Stored data entries
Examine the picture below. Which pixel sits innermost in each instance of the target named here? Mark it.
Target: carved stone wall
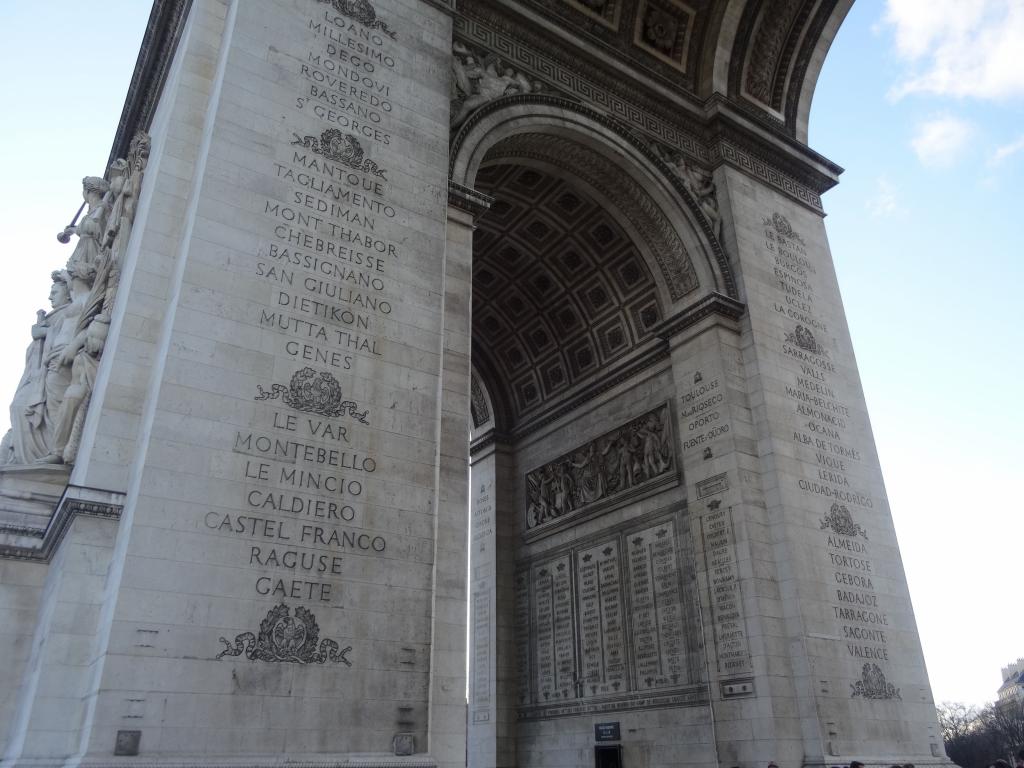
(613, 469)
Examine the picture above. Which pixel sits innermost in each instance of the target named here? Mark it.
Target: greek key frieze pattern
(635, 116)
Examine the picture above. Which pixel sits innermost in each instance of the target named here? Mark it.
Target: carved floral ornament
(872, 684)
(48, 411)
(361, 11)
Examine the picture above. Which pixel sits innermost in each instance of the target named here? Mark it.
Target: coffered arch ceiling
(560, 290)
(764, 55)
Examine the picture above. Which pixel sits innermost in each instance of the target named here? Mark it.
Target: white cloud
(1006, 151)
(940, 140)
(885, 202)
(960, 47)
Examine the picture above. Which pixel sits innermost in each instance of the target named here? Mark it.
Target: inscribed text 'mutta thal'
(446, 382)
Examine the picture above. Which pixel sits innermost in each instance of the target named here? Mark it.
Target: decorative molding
==
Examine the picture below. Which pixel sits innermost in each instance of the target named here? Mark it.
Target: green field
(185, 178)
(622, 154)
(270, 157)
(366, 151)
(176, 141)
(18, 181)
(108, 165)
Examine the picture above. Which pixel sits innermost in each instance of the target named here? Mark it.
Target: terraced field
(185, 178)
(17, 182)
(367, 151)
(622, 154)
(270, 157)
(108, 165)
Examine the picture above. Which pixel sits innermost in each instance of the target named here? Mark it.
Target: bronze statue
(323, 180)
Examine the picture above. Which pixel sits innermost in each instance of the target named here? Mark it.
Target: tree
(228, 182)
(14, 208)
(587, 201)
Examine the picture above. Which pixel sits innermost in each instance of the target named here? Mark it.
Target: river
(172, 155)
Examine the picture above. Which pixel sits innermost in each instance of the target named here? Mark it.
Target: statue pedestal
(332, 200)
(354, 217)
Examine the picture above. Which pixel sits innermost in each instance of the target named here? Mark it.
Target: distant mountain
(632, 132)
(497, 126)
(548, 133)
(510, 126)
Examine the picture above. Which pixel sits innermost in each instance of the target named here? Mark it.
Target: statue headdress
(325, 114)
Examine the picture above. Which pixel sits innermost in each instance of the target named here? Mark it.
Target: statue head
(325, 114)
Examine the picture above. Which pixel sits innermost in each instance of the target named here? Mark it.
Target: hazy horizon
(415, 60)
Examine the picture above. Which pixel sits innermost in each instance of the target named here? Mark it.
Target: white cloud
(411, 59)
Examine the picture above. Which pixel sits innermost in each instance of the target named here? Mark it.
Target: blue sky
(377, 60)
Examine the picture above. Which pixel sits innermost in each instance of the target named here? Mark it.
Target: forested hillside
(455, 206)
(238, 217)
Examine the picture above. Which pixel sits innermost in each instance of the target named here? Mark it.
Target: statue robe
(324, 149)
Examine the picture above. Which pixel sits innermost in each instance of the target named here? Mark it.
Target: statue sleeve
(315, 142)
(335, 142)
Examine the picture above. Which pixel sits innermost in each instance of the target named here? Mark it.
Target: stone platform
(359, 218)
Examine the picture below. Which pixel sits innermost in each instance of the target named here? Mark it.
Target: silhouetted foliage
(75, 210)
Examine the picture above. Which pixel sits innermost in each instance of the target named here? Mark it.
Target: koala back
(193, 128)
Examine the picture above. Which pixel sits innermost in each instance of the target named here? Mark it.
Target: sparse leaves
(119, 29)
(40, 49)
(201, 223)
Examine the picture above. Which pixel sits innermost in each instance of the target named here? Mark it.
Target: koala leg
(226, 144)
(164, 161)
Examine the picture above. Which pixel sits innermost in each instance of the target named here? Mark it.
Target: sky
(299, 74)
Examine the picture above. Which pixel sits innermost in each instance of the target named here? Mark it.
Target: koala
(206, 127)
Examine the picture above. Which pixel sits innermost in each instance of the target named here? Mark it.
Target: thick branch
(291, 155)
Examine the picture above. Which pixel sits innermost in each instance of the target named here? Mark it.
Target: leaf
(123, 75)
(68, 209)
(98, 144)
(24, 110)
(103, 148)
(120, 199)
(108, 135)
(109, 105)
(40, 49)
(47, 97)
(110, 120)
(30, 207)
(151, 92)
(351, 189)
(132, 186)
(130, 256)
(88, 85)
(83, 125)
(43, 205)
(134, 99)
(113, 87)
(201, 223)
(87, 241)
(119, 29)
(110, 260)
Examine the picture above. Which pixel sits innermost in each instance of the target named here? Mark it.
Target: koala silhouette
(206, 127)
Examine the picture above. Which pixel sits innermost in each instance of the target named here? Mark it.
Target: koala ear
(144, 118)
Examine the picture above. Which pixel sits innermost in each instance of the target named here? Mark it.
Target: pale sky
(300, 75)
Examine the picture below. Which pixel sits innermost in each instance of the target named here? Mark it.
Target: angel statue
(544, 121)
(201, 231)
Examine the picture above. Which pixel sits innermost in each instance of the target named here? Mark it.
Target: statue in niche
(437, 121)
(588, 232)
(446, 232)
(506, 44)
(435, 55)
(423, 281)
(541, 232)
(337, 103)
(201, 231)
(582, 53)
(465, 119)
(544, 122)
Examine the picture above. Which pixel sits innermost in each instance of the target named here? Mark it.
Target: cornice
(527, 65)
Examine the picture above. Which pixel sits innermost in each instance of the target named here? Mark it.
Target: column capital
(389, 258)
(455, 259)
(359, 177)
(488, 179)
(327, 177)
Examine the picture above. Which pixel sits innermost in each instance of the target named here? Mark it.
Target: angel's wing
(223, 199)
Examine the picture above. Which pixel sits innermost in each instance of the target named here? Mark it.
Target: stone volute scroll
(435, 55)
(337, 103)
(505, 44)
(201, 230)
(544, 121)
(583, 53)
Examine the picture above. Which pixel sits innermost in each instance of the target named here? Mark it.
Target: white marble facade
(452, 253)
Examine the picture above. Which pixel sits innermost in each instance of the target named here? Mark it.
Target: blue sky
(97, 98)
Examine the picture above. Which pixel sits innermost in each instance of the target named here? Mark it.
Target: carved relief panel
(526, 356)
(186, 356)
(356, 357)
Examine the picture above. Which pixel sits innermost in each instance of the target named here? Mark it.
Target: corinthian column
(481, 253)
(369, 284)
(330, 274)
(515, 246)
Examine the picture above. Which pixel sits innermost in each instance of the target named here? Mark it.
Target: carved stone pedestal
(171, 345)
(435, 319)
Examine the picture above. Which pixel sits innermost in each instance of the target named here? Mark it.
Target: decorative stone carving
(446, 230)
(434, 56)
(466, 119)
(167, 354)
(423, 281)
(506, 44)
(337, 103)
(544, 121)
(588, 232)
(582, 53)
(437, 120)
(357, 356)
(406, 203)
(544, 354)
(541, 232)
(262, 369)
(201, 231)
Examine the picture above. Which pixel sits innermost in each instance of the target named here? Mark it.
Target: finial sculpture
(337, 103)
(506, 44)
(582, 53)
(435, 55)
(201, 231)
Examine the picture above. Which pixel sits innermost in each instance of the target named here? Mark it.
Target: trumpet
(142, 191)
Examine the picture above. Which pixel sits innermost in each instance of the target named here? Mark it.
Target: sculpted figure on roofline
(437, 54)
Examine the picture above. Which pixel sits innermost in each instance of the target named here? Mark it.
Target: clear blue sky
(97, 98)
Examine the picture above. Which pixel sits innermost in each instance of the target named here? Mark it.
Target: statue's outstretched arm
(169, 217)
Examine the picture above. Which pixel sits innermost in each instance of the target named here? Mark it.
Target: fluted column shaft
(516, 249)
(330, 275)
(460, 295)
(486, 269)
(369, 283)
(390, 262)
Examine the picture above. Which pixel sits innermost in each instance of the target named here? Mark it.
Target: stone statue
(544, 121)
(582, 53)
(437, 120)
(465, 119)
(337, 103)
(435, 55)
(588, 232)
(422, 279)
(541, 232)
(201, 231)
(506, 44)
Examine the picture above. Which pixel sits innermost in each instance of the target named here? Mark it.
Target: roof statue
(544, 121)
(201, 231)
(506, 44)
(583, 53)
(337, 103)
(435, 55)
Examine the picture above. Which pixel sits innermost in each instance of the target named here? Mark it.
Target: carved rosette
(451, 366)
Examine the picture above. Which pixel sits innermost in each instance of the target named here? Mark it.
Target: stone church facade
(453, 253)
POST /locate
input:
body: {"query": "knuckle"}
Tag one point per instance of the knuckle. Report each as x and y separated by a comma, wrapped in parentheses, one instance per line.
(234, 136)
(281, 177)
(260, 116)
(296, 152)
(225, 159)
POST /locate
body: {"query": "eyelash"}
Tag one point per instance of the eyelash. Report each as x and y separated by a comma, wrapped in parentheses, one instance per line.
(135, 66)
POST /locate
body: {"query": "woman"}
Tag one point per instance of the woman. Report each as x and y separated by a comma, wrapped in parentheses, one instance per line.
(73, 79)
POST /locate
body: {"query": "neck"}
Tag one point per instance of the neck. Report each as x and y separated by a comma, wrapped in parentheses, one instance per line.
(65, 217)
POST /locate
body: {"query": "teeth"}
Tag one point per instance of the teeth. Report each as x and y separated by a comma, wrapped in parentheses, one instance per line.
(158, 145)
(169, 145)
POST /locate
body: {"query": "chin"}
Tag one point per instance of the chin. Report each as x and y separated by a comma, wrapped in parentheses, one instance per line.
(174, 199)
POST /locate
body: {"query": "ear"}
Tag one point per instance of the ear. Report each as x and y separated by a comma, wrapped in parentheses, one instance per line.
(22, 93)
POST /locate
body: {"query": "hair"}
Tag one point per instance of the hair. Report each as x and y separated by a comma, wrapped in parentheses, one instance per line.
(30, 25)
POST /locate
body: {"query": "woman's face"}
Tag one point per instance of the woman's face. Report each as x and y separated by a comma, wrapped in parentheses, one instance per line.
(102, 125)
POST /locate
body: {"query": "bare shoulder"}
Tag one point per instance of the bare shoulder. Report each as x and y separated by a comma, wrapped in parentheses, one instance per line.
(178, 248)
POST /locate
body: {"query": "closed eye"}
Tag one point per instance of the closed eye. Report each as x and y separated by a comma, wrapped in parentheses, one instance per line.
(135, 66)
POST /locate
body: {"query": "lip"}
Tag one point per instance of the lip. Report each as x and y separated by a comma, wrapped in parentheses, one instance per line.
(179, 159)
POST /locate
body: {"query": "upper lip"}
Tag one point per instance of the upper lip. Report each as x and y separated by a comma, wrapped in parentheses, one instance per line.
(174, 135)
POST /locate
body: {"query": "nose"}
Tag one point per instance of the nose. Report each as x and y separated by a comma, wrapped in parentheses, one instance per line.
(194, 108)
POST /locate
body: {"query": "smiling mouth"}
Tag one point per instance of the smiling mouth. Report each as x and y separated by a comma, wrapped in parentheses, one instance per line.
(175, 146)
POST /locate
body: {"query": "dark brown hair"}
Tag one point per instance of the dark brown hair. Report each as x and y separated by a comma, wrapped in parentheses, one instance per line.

◆ INSTRUCTIONS FOR THE TASK
For each line of the data that includes the word "dark", return a copy of it.

◆ THE COMPLETED TASK
body: {"query": "dark brown hair"}
Tag one point per instance of the dark brown hair. Report each as x and y separated by a comma, wrapped in parentheses, one instance per line.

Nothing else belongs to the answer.